:: WHAT IS BEING ASKED ::
Rewrite everything from the start of the data down to the line with "column 316, row 164", replacing "scouting tally" with "field survey" and keeping all else the same. Leave the pictures out of your answer.

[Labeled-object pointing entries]
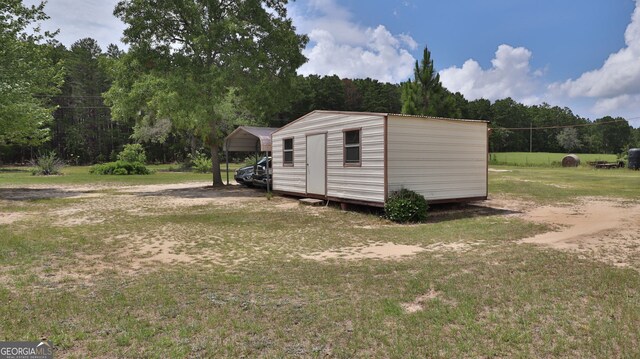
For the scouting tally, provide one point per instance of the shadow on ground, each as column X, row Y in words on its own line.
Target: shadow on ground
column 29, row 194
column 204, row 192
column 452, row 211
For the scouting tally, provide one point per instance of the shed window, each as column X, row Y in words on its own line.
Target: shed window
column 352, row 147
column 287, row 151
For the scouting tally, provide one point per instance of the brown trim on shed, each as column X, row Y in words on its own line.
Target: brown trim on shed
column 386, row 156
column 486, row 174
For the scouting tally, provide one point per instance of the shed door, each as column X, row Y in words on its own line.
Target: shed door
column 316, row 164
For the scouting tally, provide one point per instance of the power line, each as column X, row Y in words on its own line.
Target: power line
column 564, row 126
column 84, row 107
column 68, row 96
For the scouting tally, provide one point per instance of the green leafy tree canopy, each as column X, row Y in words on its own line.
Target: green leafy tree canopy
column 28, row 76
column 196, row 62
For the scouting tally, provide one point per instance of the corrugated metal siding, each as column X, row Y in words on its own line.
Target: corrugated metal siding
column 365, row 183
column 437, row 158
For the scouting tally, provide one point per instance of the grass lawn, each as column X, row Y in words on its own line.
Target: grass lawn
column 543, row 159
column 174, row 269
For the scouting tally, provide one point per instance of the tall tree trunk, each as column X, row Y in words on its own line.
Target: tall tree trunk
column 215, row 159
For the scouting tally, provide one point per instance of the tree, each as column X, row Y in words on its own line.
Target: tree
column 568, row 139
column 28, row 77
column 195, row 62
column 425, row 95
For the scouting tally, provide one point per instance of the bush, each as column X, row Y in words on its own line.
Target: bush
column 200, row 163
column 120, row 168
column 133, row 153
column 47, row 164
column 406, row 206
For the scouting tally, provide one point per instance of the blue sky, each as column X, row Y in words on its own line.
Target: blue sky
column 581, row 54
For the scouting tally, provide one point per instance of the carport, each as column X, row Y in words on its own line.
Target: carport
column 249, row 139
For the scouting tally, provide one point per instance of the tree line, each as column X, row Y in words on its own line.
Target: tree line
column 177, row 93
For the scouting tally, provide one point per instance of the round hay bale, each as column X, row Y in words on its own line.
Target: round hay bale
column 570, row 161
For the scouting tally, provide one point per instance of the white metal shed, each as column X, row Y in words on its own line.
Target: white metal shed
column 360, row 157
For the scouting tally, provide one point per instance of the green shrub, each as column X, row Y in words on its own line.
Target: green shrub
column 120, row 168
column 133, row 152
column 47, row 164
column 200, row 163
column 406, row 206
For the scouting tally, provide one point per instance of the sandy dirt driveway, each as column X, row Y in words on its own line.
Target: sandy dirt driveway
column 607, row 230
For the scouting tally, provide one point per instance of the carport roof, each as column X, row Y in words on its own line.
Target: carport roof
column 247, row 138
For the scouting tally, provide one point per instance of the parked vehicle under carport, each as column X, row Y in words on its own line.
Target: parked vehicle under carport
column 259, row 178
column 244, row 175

:: RESPONSE ::
For the field survey, provide one point per instance of the shadow on ground, each as column X, row Y in words on its own line.
Target: shadow on ground
column 29, row 194
column 204, row 192
column 452, row 211
For the field survey, provide one point per instance of the shed window, each as column X, row Y in words on its own line.
Target: shed window
column 352, row 147
column 287, row 151
For the field survey, provide one point per instance of the brown trim on shed, each as column X, row Y in words on its own line.
Target: brown trim on shed
column 386, row 156
column 486, row 174
For the field survey, provide one point per instance of the shed door, each as column X, row Y in words on its own line.
Target: shed door
column 316, row 164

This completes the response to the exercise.